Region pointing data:
* * * * * * *

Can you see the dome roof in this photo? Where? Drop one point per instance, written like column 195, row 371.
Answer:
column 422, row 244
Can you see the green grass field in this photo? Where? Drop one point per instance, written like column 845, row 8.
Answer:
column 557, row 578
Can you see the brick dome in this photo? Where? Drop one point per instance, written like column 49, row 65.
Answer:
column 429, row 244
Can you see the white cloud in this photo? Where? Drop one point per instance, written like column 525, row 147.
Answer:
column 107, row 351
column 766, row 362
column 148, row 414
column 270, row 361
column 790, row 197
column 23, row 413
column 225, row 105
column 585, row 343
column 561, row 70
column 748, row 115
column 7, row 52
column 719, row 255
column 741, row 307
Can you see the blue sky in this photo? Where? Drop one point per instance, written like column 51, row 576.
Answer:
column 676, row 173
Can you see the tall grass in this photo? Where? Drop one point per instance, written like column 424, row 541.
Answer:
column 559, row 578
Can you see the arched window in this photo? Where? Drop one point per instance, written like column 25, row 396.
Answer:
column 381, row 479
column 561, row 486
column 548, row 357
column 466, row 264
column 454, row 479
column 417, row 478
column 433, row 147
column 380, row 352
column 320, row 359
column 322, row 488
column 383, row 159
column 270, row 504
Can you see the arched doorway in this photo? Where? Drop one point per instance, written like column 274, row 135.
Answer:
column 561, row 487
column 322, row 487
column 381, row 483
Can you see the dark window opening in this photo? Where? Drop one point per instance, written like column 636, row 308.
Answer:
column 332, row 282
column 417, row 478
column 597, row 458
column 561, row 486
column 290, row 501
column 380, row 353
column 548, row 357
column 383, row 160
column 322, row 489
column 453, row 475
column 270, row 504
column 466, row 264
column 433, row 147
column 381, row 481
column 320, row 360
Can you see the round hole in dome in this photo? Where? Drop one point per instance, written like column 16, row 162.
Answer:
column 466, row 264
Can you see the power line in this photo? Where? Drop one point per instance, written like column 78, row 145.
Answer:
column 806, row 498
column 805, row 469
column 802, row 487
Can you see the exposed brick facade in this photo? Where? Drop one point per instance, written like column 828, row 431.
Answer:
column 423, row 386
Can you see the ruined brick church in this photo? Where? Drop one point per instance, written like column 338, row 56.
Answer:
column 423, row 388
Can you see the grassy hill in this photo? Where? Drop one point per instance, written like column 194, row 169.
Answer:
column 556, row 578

* * * * * * *

**TASK TO COMPLETE**
Output the records above exactly, from their first line through the line that contains "Can you see the dark", and add nothing.

**OUTPUT OF THE TASK**
Can you see the dome roof in this photo? Where? Drop one point per instance, written like column 195, row 371.
Answer:
column 422, row 244
Can you see the green grass field in this photo? Where? Drop one point per instance, written like column 845, row 8.
Answer:
column 557, row 578
Can you see the brick dome in this photo? Where? Drop one point per instance, written like column 49, row 65.
Answer:
column 429, row 244
Can you see the white cloud in this photo? Where? Drop one point per instance, written like column 525, row 147.
Answer:
column 107, row 351
column 766, row 362
column 148, row 414
column 270, row 361
column 790, row 197
column 23, row 413
column 225, row 105
column 585, row 343
column 561, row 70
column 748, row 115
column 7, row 52
column 719, row 255
column 741, row 307
Can you see the blue sky in this photo? Where? Drop one point per instance, written like column 51, row 576.
Answer:
column 676, row 173
Can you see the tall grass in this photo? Where? Drop one point per instance, written like column 424, row 541.
Answer:
column 559, row 578
Can you see the arched window in this photo? Where? Drop one point per instance, written like column 25, row 396.
Answer:
column 381, row 479
column 561, row 486
column 548, row 357
column 466, row 264
column 454, row 479
column 417, row 478
column 433, row 147
column 380, row 352
column 320, row 359
column 322, row 488
column 383, row 159
column 270, row 504
Can you see the arched doorway in this photo? Where? Drop one point per instance, written like column 274, row 135.
Answer:
column 561, row 487
column 322, row 487
column 381, row 483
Can you see the dark window opening in this photo? Where? Drop one point per instance, written like column 636, row 308.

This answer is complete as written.